### Data records
+ + + + +
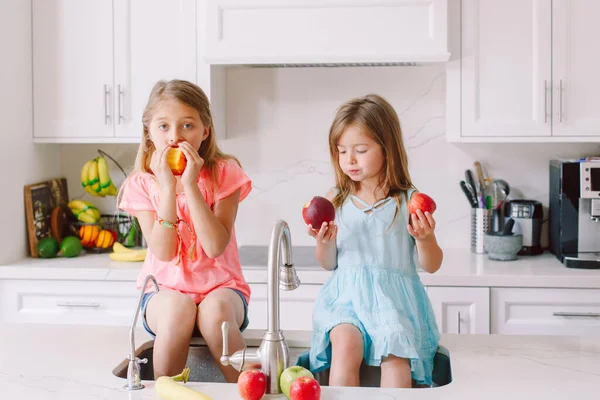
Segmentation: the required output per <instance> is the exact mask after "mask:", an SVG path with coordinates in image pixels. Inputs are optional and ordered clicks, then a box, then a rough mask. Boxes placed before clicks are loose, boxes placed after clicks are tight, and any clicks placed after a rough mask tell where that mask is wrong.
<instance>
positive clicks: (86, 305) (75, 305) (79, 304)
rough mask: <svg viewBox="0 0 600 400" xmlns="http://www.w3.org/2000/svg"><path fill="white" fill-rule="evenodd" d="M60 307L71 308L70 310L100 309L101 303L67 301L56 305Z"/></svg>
mask: <svg viewBox="0 0 600 400" xmlns="http://www.w3.org/2000/svg"><path fill="white" fill-rule="evenodd" d="M56 305H57V306H58V307H69V308H98V307H100V303H76V302H70V301H65V302H63V303H56Z"/></svg>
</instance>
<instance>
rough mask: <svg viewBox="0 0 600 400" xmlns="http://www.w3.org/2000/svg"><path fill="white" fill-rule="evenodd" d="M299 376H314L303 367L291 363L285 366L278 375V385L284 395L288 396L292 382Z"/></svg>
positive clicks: (308, 376)
mask: <svg viewBox="0 0 600 400" xmlns="http://www.w3.org/2000/svg"><path fill="white" fill-rule="evenodd" d="M301 376H308V377H310V378H314V376H313V374H312V372H310V371H309V370H307V369H306V368H304V367H301V366H299V365H292V366H291V367H287V368H286V369H285V370H284V371H283V372H282V373H281V376H280V377H279V387H281V391H282V392H283V394H285V397H287V398H288V399H289V398H290V388H291V386H292V383H293V382H294V381H295V380H296V379H298V378H300V377H301Z"/></svg>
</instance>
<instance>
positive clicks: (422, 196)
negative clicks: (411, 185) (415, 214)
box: [408, 193, 437, 215]
mask: <svg viewBox="0 0 600 400" xmlns="http://www.w3.org/2000/svg"><path fill="white" fill-rule="evenodd" d="M436 208H437V206H436V205H435V201H433V199H432V198H431V197H429V196H427V195H426V194H425V193H415V194H413V195H412V197H411V198H410V201H409V202H408V211H409V212H410V215H413V214H416V213H417V210H421V212H422V213H423V214H425V212H426V211H429V213H430V214H433V213H434V212H435V210H436Z"/></svg>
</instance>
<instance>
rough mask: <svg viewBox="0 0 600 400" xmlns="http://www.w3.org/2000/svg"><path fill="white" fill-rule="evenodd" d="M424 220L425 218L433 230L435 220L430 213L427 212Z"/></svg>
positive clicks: (429, 212)
mask: <svg viewBox="0 0 600 400" xmlns="http://www.w3.org/2000/svg"><path fill="white" fill-rule="evenodd" d="M425 218H427V222H429V226H431V228H432V229H433V228H435V219H434V218H433V215H431V213H430V212H429V211H427V212H426V213H425Z"/></svg>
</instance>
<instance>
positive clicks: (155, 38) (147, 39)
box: [114, 0, 197, 140]
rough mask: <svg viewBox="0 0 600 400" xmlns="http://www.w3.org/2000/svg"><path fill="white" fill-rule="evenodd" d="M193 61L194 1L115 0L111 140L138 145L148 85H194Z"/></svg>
mask: <svg viewBox="0 0 600 400" xmlns="http://www.w3.org/2000/svg"><path fill="white" fill-rule="evenodd" d="M196 61H197V57H196V0H177V1H175V0H124V1H115V86H114V101H115V103H116V104H115V107H114V123H115V136H116V137H133V138H137V140H139V138H140V137H141V134H142V113H143V111H144V108H145V106H146V102H147V101H148V96H149V95H150V91H151V90H152V87H153V86H154V84H155V83H156V82H157V81H158V80H161V79H164V80H170V79H183V80H187V81H191V82H194V83H195V82H196Z"/></svg>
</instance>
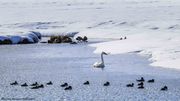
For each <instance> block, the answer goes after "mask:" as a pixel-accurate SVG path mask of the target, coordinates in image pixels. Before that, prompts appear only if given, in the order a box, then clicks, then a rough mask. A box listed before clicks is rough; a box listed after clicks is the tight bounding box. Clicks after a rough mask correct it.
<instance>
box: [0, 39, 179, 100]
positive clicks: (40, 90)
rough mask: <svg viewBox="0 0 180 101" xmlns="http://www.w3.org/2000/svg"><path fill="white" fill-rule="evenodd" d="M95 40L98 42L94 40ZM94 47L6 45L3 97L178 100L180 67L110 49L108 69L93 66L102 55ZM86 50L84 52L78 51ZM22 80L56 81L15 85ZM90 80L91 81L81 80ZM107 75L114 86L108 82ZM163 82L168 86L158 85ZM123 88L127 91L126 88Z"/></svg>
mask: <svg viewBox="0 0 180 101" xmlns="http://www.w3.org/2000/svg"><path fill="white" fill-rule="evenodd" d="M90 43H93V42H90ZM93 51H94V48H92V47H89V46H88V44H84V43H82V44H78V45H69V44H34V45H13V46H8V45H7V46H1V52H0V55H1V57H0V61H1V62H0V70H1V71H0V72H1V73H0V79H1V82H0V97H4V98H8V97H14V98H24V97H28V98H35V100H36V101H39V100H48V101H57V100H65V99H66V100H68V101H73V100H78V101H84V100H86V101H91V100H93V101H95V100H97V99H98V100H100V101H104V100H107V101H109V100H113V101H119V100H133V101H136V100H149V99H151V100H155V101H156V100H173V101H176V100H177V99H179V96H180V95H179V94H180V87H179V86H178V85H179V83H180V81H179V80H180V73H179V72H180V71H178V70H177V71H176V70H173V69H164V68H156V67H151V66H149V65H148V64H149V62H148V61H147V58H144V57H139V56H138V55H135V54H133V53H129V54H121V55H109V56H106V57H104V58H105V63H106V67H105V69H104V71H102V70H100V69H94V68H93V67H92V64H93V63H94V62H95V61H98V60H99V54H94V53H93ZM79 53H81V54H79ZM141 76H144V77H145V79H146V80H147V79H151V78H154V79H155V80H156V83H154V84H148V83H145V89H143V90H139V89H137V86H136V85H135V87H133V88H127V87H125V85H126V84H127V83H131V82H134V83H135V84H137V83H136V81H135V79H138V78H139V77H141ZM14 80H17V81H18V82H20V83H21V84H22V83H24V82H27V83H28V84H30V83H33V82H35V81H38V82H41V83H46V82H48V81H50V80H51V81H52V82H53V83H54V84H53V85H52V86H45V88H44V89H38V90H32V89H29V87H27V88H22V87H20V86H15V87H13V86H10V85H9V83H10V82H13V81H14ZM86 80H89V81H90V83H91V84H90V85H89V86H84V85H83V84H82V83H83V82H85V81H86ZM106 81H110V82H111V86H109V87H103V86H102V84H103V83H104V82H106ZM63 82H68V83H70V84H71V85H72V86H73V90H72V91H64V90H63V88H61V87H60V84H62V83H63ZM164 85H167V86H168V87H169V90H168V91H167V92H162V91H159V90H160V88H161V87H162V86H164ZM122 92H123V93H122Z"/></svg>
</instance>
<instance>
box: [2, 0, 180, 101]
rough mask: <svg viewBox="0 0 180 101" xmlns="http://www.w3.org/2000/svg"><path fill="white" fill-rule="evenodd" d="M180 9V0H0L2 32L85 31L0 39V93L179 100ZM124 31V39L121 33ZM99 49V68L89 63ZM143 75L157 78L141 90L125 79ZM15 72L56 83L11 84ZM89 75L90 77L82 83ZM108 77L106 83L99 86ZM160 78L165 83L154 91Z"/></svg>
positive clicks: (42, 97)
mask: <svg viewBox="0 0 180 101" xmlns="http://www.w3.org/2000/svg"><path fill="white" fill-rule="evenodd" d="M179 9H180V1H179V0H0V14H1V15H0V35H19V34H20V35H24V34H26V33H27V32H28V31H39V32H41V33H42V34H43V35H52V34H53V35H54V34H60V33H64V32H79V34H78V35H80V36H84V35H86V36H87V37H88V38H89V43H88V44H83V43H82V44H78V45H69V44H60V45H58V44H51V45H48V44H34V45H11V46H8V45H5V46H4V45H1V46H0V56H1V57H0V79H1V82H0V97H5V98H9V97H11V98H12V97H14V98H24V97H28V98H35V100H37V101H50V100H51V101H55V100H57V101H59V100H60V101H61V100H66V101H72V100H75V101H77V100H78V101H87V100H90V101H95V100H102V101H104V100H107V101H109V100H112V101H113V100H115V101H119V100H131V101H134V100H145V101H146V100H147V101H148V100H149V99H150V100H153V101H154V100H161V101H164V100H168V101H169V100H171V101H176V100H177V101H178V100H179V99H180V97H179V96H180V87H179V83H180V71H179V69H180V45H179V43H180V34H179V33H180V24H179V23H180V18H179V17H180V10H179ZM125 36H126V37H127V39H126V40H119V39H120V38H121V37H123V38H124V37H125ZM97 39H98V42H97V41H96V40H97ZM99 40H100V41H101V42H99ZM89 46H92V47H89ZM93 47H94V48H93ZM101 51H105V52H108V53H110V55H108V56H105V63H106V68H105V69H104V70H103V71H101V70H99V69H93V68H92V64H93V63H94V62H95V61H97V60H98V59H99V54H94V53H100V52H101ZM93 52H94V53H93ZM139 55H141V56H143V57H140V56H139ZM148 60H149V61H148ZM149 64H150V65H149ZM161 67H167V68H161ZM172 68H175V69H172ZM141 76H144V77H145V79H146V80H147V79H151V78H155V80H156V81H157V82H156V83H154V84H147V83H146V84H145V89H143V90H139V89H137V86H135V87H134V88H126V87H125V85H126V84H127V83H131V82H135V79H137V78H139V77H141ZM14 80H17V81H18V82H20V83H24V82H27V83H28V84H29V83H32V82H35V81H38V82H41V83H45V82H48V81H49V80H52V81H53V83H54V85H52V86H45V88H44V89H40V90H31V89H29V87H27V88H22V87H20V86H15V87H13V86H10V85H9V83H10V82H13V81H14ZM86 80H89V81H90V82H91V83H92V84H91V85H90V86H87V87H86V86H84V85H82V83H83V82H84V81H86ZM105 81H110V82H111V86H110V87H103V86H102V84H103V83H104V82H105ZM63 82H69V83H70V84H71V85H72V86H73V90H72V91H67V92H66V91H64V90H63V89H62V88H61V87H60V84H62V83H63ZM135 83H136V82H135ZM136 84H137V83H136ZM164 85H167V86H168V87H169V90H168V91H167V92H161V91H159V90H160V88H161V87H162V86H164Z"/></svg>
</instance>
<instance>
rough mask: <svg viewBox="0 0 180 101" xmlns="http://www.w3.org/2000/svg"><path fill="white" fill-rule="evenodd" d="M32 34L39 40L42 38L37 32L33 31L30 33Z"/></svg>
mask: <svg viewBox="0 0 180 101" xmlns="http://www.w3.org/2000/svg"><path fill="white" fill-rule="evenodd" d="M31 32H32V33H34V34H35V35H37V37H38V38H39V39H41V38H42V35H41V33H39V32H35V31H31Z"/></svg>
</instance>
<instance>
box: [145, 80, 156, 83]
mask: <svg viewBox="0 0 180 101" xmlns="http://www.w3.org/2000/svg"><path fill="white" fill-rule="evenodd" d="M147 82H148V83H154V82H155V80H154V79H151V80H148V81H147Z"/></svg>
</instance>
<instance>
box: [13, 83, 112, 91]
+ + + + +
### Task to carry out
Each line above that contains the word "coordinates" must be copied.

### Output of the task
Segmentation: the required output per <instance> is the exact mask after "mask:", an SVG path with coordinates in image pixels. Inputs are optional and ordered clicks, then a box, then a rough mask. Boxes placed before clicks are loose, boxes placed after clicks are tight, and any clicks placed after a rough mask tell where that mask is wrong.
For each <instance> block, the answer goes after "mask:" as a pixel-accurate SVG path mask of the target, coordinates in image pixels. Before that, prompts appear only if given, in the order a box, then clicks, then a rough mask. A box listed before clicks is rough; a box listed after clicks is the tight bounding box. Clicks after a rough mask correct it.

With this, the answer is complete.